DOCUMENT SECTION
On the surface, Lord of the Flies follows a group of British schoolboys stranded on an uninhabited tropical island after their plane is shot down. They attempt to organize a society, fail, and descend into tribal violence that ends in murder. But the novel is an argument about human nature: Golding believed that civilization is a thin and recent imposition on an older violence, and that given the right conditions — isolation, fear, the absence of external authority — that violence will reassert itself. The title refers to Beelzebub, one of the names of the devil, and the 'beast' the boys fear is, as Simon understands before he is killed for saying so, within them.
Is Lord of the Flies based on a true story?
The novel is fictional, but Golding wrote it in direct response to a real book: R.M. Ballantyne's Coral Island (1858), in which British boys stranded on a tropical island behave with perfect decorum and Christian virtue. Golding considered this a lie and wanted to write the honest version. There is a real historical parallel worth noting: in 1965, six Tongan boys were actually stranded on an uninhabited island for fifteen months after their boat was wrecked in a storm. They survived, cooperated, and were found in good health — a fact that some readers cite against Golding's thesis, though others argue it supports the importance of the boys' prior community bonds.

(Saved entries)
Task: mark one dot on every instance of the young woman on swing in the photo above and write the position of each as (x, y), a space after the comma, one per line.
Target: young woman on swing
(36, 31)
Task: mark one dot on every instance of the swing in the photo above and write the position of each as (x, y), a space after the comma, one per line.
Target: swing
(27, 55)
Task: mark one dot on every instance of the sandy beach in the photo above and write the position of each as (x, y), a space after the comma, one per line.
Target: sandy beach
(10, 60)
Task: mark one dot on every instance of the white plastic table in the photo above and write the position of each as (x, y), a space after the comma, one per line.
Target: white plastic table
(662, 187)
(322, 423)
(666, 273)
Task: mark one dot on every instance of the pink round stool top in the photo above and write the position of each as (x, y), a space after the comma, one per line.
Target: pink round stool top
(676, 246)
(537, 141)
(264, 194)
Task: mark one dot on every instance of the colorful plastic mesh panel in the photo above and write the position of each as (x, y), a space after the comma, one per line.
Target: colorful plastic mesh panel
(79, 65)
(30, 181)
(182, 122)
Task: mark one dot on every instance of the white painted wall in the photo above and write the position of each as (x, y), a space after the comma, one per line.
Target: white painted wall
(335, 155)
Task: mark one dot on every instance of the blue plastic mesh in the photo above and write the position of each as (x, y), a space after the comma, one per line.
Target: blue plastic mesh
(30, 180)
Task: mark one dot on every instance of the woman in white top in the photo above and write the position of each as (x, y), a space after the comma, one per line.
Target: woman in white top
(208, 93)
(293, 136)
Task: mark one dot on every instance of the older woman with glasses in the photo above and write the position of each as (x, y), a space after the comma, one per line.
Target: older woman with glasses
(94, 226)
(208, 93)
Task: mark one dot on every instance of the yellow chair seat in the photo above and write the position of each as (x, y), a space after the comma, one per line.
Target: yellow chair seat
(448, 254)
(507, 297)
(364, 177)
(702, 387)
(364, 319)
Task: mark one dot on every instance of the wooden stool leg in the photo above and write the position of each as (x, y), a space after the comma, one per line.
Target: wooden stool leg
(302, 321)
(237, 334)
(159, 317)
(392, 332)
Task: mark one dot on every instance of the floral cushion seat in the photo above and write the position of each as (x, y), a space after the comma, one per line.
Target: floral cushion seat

WORK REQUEST
Pick up the text about Lord of the Flies after its last sentence and keep writing it.

THE ANSWER
What are the best books like Lord of the Flies for readers who want the same political argument?
Animal Farm is the most direct companion — Golding and Orwell are making the same argument about power's tendency to corrupt regardless of the ideology invoked to justify it, and reading the two together is clarifying. Heart of Darkness by Joseph Conrad is the literary ancestor Golding acknowledged directly: Kurtz's descent in the Congo is the template for Jack's on the island. For readers who want the same stripped-world scenario but in contemporary literary fiction, The Road by Cormac McCarthy asks the identical question — what human decency survives when civilization is gone — and answers it very differently from Golding.